(Excerpts of pointing data)
============
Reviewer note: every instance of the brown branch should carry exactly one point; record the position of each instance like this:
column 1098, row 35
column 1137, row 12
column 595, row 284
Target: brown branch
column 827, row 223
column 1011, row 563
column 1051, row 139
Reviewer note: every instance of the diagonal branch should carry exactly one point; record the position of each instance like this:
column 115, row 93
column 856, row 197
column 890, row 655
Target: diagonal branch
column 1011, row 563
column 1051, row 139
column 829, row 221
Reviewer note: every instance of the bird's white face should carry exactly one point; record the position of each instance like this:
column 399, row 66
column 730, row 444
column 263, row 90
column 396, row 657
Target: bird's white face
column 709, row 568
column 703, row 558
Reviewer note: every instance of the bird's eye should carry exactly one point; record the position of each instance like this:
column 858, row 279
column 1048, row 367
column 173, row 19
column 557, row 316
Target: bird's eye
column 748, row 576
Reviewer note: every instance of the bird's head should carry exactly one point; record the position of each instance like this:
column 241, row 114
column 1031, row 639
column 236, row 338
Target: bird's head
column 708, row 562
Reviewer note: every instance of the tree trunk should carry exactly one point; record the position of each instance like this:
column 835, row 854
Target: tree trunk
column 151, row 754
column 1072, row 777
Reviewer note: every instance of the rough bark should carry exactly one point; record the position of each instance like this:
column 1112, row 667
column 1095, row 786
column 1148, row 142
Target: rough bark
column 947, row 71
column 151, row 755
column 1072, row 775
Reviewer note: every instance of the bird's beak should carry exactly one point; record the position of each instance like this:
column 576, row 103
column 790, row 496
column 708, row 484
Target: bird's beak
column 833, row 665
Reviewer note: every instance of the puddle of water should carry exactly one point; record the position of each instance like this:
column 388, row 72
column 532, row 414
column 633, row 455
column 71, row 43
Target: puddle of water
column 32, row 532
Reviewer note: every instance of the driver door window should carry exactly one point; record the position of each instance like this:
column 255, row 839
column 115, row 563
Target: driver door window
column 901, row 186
============
PROBLEM DETAILS: Rewrite the listing, starting with the line containing "Reviewer note: every instance of the bird's beak" and going on through the line containing "column 833, row 665", replacing "bird's beak" with "bird's bill" and leaving everything else unchanged.

WRITTEN ANSWER:
Reviewer note: every instance of the bird's bill should carry exactly one point; record the position of each instance like this:
column 576, row 103
column 790, row 496
column 708, row 484
Target: bird's bill
column 833, row 665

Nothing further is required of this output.